_Task_
Copy out the entire listing below word for word, leaving out the pictures.

## BEGIN Exercise material

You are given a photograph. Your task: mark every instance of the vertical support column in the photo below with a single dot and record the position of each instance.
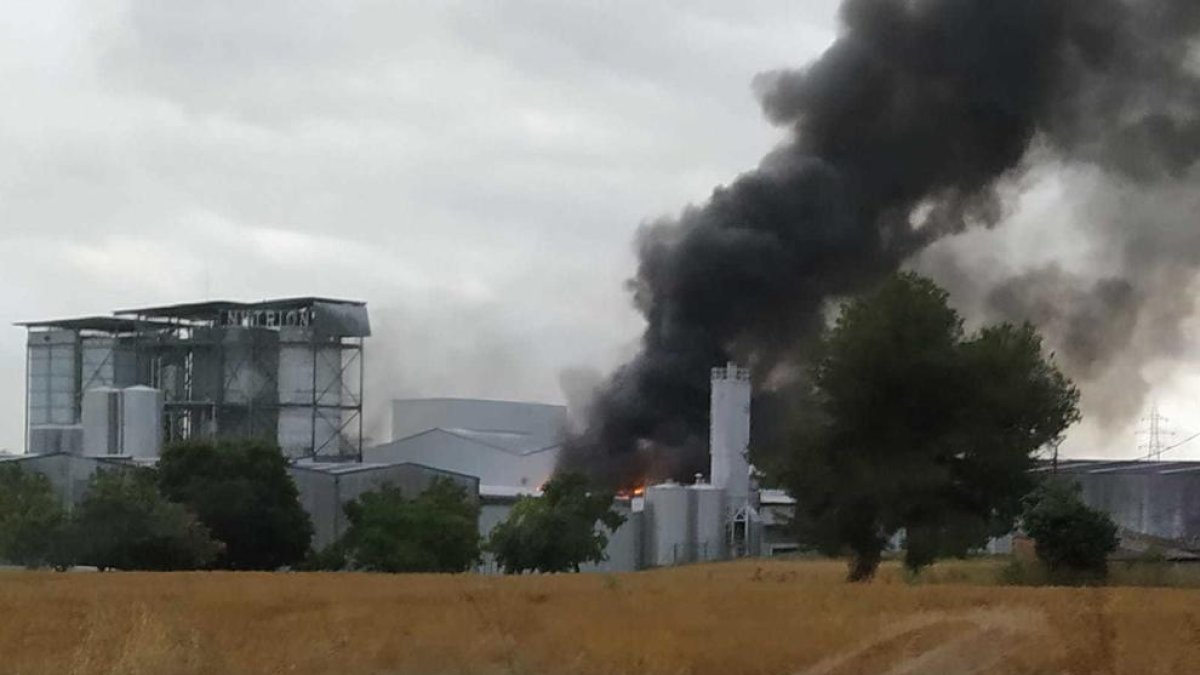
(358, 401)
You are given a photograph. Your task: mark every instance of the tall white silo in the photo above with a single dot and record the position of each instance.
(711, 521)
(102, 422)
(142, 422)
(730, 434)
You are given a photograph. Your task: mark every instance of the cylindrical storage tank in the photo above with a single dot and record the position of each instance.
(102, 422)
(669, 506)
(730, 434)
(711, 521)
(142, 422)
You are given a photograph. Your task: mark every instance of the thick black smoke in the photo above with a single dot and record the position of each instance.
(899, 135)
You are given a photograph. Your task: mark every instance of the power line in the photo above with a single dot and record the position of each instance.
(1169, 448)
(1155, 434)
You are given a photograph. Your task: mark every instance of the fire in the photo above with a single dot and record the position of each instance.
(630, 493)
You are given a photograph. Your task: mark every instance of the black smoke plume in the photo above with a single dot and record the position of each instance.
(899, 135)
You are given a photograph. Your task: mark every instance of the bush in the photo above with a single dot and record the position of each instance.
(437, 531)
(240, 490)
(558, 531)
(1071, 538)
(30, 517)
(125, 524)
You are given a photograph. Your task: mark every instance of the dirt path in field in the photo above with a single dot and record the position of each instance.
(976, 641)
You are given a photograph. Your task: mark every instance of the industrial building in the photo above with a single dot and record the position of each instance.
(1155, 500)
(108, 392)
(669, 523)
(289, 370)
(505, 443)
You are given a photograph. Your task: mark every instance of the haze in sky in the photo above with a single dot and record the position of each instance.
(474, 171)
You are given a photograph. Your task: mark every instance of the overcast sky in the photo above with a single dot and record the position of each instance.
(474, 171)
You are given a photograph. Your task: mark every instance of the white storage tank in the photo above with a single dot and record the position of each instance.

## END Exercise material

_Task result_
You are given a photograph. Your task: mark every instance of the vertical support column in the photo below with a single dot and record the position of each instance.
(358, 401)
You are given a photograph. Your task: mark every instance of the tall white silo in the photo above with a single dot and record the position of each instance.
(711, 521)
(102, 422)
(142, 422)
(730, 434)
You are given a photograph. Your task: mark every instance of the cylindrical storage tank in the photo above with a single dot and record the position of each instance.
(102, 422)
(669, 506)
(730, 434)
(711, 521)
(142, 422)
You are given a photograph. Your task: mark every instance of the thick black smoke in the photo above with a single dot and record the position of each instance.
(899, 135)
You are given a photograph. Your task: mark every instance of the power line in the photo above with a single dot and record the position of each instance.
(1169, 448)
(1155, 434)
You are given a photograph. Your task: mark every instance of the fire in the photo above with a single dot and record the position of each instance.
(630, 493)
You are given a photograph. Your task: mark every instance of the black smoke plume in the photo above with a single dot and record the position of each instance.
(899, 135)
You are given a photograph. Your task: mark every instance of the bush in the photo above with a single dot and record the position of each instance.
(437, 531)
(240, 490)
(558, 531)
(1071, 538)
(30, 517)
(125, 524)
You are given a photograph. Your task: mark every instance of the dirt path in field in the photo above with a single dot and record the position of each instance.
(976, 641)
You are given a photograph. Your task: mark every instance of the industrial building in the photo above with a single dot and record the position of each instance.
(1155, 500)
(108, 392)
(669, 523)
(289, 370)
(505, 443)
You are given a photograph. Your task: mark every instance of the haze in sky in the photo above with a single dot and record the position of each instance.
(474, 171)
You are given a photograph. Your task: mark every instance of the overcast sky in the photo above with a single dot and record the position of each instance.
(474, 171)
You are given a photograph. Your task: mark every instance of the white storage tank in the photo above with a single dot and record the position of each instance.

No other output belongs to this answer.